### Job:
Set down the full listing exactly, character for character.

Record set start

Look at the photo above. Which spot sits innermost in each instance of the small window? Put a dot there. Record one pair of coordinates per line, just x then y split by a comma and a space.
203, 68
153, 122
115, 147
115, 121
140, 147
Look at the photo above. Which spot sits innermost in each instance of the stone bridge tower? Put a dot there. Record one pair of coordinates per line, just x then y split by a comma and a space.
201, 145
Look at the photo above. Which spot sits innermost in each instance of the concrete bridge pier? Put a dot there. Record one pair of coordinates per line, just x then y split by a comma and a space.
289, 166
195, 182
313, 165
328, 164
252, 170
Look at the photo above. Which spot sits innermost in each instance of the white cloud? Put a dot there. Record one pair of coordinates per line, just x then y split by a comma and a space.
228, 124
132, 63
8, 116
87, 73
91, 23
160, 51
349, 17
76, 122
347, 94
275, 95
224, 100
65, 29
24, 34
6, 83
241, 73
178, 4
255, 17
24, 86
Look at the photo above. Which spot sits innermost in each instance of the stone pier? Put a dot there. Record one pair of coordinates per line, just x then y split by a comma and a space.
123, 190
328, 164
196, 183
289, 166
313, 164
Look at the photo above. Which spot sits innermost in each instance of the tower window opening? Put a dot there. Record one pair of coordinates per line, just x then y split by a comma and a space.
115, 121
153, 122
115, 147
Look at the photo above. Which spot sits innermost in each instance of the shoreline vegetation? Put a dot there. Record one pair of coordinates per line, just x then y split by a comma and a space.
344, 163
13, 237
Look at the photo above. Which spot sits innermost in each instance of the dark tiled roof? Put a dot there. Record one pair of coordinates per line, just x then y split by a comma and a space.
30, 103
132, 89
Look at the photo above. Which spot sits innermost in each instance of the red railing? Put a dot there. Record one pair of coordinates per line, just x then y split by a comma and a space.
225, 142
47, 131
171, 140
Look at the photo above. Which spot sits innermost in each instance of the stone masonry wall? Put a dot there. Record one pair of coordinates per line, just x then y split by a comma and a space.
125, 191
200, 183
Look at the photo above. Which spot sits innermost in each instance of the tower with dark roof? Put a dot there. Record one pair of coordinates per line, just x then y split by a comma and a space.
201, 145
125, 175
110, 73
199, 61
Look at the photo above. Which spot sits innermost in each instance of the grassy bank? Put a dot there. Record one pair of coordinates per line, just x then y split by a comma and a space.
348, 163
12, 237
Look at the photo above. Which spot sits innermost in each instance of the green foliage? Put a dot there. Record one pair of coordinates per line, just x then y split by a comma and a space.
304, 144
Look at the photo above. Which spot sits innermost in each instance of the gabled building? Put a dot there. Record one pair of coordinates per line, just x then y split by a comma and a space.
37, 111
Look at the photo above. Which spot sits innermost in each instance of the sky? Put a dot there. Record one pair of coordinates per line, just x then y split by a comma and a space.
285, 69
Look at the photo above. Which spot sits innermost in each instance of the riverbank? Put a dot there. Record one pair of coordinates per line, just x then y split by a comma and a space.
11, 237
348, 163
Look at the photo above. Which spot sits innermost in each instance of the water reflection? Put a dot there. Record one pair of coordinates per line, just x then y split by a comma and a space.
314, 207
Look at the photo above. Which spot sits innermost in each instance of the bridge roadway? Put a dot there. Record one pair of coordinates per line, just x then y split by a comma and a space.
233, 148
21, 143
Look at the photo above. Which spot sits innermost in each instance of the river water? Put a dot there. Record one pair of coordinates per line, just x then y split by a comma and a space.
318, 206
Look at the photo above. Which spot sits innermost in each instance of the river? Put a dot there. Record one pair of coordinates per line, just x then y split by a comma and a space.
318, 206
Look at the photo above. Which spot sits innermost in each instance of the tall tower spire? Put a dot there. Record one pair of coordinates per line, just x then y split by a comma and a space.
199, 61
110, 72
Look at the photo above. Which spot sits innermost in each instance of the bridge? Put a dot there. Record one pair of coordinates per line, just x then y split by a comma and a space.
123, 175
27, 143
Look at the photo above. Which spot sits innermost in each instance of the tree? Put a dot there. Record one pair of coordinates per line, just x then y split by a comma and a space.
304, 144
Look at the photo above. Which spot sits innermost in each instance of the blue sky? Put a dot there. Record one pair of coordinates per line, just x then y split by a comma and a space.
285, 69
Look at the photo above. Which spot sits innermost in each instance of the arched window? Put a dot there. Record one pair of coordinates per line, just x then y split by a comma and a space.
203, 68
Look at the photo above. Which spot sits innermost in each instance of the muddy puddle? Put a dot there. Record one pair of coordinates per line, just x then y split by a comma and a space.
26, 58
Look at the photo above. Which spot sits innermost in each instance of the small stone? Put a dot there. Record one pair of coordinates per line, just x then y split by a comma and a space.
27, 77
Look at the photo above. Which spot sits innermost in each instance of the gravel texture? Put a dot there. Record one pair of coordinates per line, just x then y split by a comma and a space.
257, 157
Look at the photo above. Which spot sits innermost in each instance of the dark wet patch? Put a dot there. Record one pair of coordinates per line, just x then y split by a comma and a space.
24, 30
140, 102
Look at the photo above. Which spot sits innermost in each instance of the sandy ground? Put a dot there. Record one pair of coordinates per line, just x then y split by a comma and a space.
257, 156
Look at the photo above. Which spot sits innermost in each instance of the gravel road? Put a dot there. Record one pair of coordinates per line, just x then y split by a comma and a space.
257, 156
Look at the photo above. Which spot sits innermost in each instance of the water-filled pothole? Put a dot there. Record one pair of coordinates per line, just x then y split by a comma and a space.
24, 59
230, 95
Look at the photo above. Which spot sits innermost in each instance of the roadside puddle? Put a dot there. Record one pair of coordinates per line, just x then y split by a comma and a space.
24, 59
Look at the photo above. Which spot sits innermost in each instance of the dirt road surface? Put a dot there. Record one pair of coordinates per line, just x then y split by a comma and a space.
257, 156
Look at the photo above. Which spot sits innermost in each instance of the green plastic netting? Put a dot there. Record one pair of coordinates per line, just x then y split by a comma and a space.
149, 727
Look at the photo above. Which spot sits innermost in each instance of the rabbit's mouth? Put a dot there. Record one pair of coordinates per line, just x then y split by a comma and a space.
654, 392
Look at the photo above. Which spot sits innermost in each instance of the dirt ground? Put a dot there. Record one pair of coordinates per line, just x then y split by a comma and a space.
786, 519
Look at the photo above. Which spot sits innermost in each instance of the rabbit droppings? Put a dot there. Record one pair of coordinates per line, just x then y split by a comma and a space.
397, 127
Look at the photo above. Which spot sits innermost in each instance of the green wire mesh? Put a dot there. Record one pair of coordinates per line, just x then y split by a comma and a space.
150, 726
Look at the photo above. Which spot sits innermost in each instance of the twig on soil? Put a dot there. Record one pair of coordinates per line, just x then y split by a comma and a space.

Record set end

### Task answer:
Look at the photo above. Which spot sits innermost in each instance of the small window? Put a dot there. Record one pair of coordinates per line, just x then y split by a comma and a space.
203, 68
153, 122
115, 147
115, 121
140, 147
Look at the photo above. Which spot sits innermost in each instance of the stone bridge tower? Put a dot there. Record one pair of coordinates per line, just x then y split by a comma and a space.
201, 145
Look at the photo above. Which spot sits innermost in each instance of the concrete bridge pier? Put a dot there. Record one pair of coordinates per line, just x then y split by a comma and a space.
289, 166
195, 182
313, 165
328, 164
252, 170
Look at the photo above. Which spot sits innermost in each instance of the white cloud? Put a dot there. Record one pair of coordinates per line, just x then y split by a comma and a space.
228, 124
132, 63
8, 116
87, 73
91, 23
160, 51
349, 17
76, 122
347, 94
275, 95
224, 100
65, 29
24, 34
6, 83
241, 73
178, 4
255, 17
24, 86
Look at the photo above. Which spot sits innermost in each instance of the stone pier? Put a dot there. Record one pair of coordinates per line, just x then y split by a comma and a space.
123, 190
328, 164
196, 183
289, 166
313, 164
Look at the photo above. Which spot sits innermost in each instance of the tower window opening? Put a dot there. Record one pair of coordinates per line, just x then y split by a comma and a space.
115, 121
153, 122
115, 147
Look at the photo above. Which spot sits innermost in each instance of the shoreline vegetation? Put a dot there. Record one pair of coordinates per line, just x then y split by a comma and a space.
344, 163
13, 237
Look at the photo above. Which spot sits innermost in each instance of the dark tiled roof? Put a dot there. Record one pair of coordinates per line, just x then y split by a comma and a space.
30, 103
132, 89
Look at the photo above. Which spot sits innermost in each instance of the red railing? Put a dot there. Record one pair of coordinates per line, just x then y split by a comma and a space.
225, 142
47, 131
171, 140
Look at the photo above. Which spot sits innermost in each instance of the stone masonry wall? Put a dot there. Record one pair of coordinates per line, just x then y split by a comma and a space.
125, 191
200, 183
Look at the photo above. Which spot sits innermost in each instance of the tower with dark roof? Put a dot there. Record one pair of coordinates per line, just x then y split by a comma and a space.
201, 145
125, 175
110, 73
199, 61
Look at the photo above. Which spot sits innermost in each instance of the grassy bank? Put a dot there. Record one pair of coordinates per line, just x then y split by a comma and a space.
348, 163
12, 237
Look at the photo above. Which spot sits innermost in each instance of the green foliage? Put a dot there. Record one pair of coordinates per line, just x then y split by a comma and a space.
304, 144
Look at the photo above. Which spot sits innermost in each instance of the gabled building? Put a dot there. Record one pair of coordinates per line, just x then y split by a comma and a space.
37, 111
Look at the photo above. Which spot sits innermost in each instance of the sky? Put a dot there. Record one pair of coordinates per line, just x then y split by a comma and a space.
285, 69
Look at the photo above. Which spot sits innermost in each instance of the riverbank? Put a dot there. Record one pair of coordinates per line, just x then y split by a comma and a space.
11, 237
348, 163
Look at the photo above. Which spot sits innermost in each instance of the water reflection? Put a dot there. Record one pair of coordinates per line, just x then y split by a comma and a space.
314, 207
Look at the photo above. Which spot sits innermost in each instance of the bridge roadway? Put a dot there. Record one pair of coordinates per line, just x then y split by a comma and a space.
233, 148
21, 143
Look at the photo above. Which spot sits innermost in each instance of the river water? Put a dot there. Record one pair of coordinates per line, just x then y split by a comma and a space.
318, 206
Look at the photo above. Which spot sits innermost in each instance of the river? Put a dot there. Record one pair of coordinates per line, just x then y split by a comma and a space.
318, 206
Look at the photo above. Which spot sits innermost in each instance of the tall tower spire? Put a dot there. Record one pair of coordinates per line, just x then y split by a comma and a space.
199, 61
110, 72
Look at the photo above. Which spot sits innermost in each instance of the bridge? Put a dot there. Record one pair of coordinates per line, just x then y split by a comma and a space.
123, 175
27, 143
Look at the photo above. Which spot sits innermost in each instance of the tree? Put a dot there. Record one pair of coordinates per line, just x then y split by a comma and a space.
304, 144
Look at the photo above. Which spot sits innermost in each instance of the blue sky? Put a dot there. Record one pair of coordinates per line, just x then y split by a comma and a space.
285, 69
Look at the photo above. Which spot sits innermost in each instance of the arched window? Put a dot there. Record one pair of coordinates per line, just x then y split by a comma and a space.
203, 68
Look at the photo above. Which spot sits innermost in each instance of the muddy puddle? Put a dot there. Record one pair of coordinates per line, just x then y split by a comma and a space.
26, 58
Look at the photo above. Which spot sits innermost in each instance of the small stone? Put a dot there. Record one pair of coordinates per line, just x then y split by a comma and a space.
27, 77
Look at the photo above. Which spot sits innermost in each instance of the gravel texture? Put a dot there. Record one pair of coordinates per line, just x then y split by a comma and a space.
257, 157
Look at the photo above. Which spot sits innermost in each instance of the dark wet patch? Put a dot there. Record one pair of coordinates per line, just x then y split by a comma and a space.
24, 30
140, 102
Look at the photo above. Which spot sits innermost in each instance of the sandy ground? Put a dot there. Record one pair of coordinates per line, just x then y split by a comma and a space.
257, 156
Look at the photo above. Which spot sits innermost in each instance of the gravel road? Put a dot there. Record one pair of coordinates per line, just x then y split by a comma and a space.
257, 156
Look at the photo above. Which spot sits innermost in each instance of the water-filled pothole? Put a dot there. Record one pair of coordinates per line, just x then y split by a comma and a space.
24, 59
230, 95
Look at the photo above. Which spot sits innermost in each instance of the roadside puddle? Put a dot there. Record one pair of coordinates per line, just x then y split by a comma and a space.
24, 59
Look at the photo above. Which spot sits innermost in each instance of the dirt road surface? Put a dot there. Record one pair of coordinates per line, just x then y split by a comma and a space.
257, 156
Look at the photo above. Which spot sits innermost in each instance of the green plastic netting? Put a dot there. Record one pair of coordinates per line, just x then y split by a comma and a space.
149, 727
Look at the photo above. Which spot sits innermost in each instance of the rabbit's mouth? Put a dot there. Record one pair of coordinates per line, just x then y split by a comma and a space.
654, 392
Look at the photo above. Which spot sits innermost in each instance of the dirt ground? Put a dot there. Record one pair of coordinates per line, just x then y split by a comma and a space.
786, 519
Look at the photo above. Which spot sits innermost in each instance of the rabbit droppings? Put a dot there. Record one pair of coordinates per line, just x then y split by a comma and a space.
397, 127
Look at the photo above. Which spot sits innermost in each instance of the green wire mesh? Put a dot there. Record one pair of coordinates per line, just x then y split by a comma and a space.
150, 726
Look at the photo above. Which spot sits innermost in each instance of the twig on soil? Put a dot there. Record one pair of coordinates per line, just x then y split by a comma and a space.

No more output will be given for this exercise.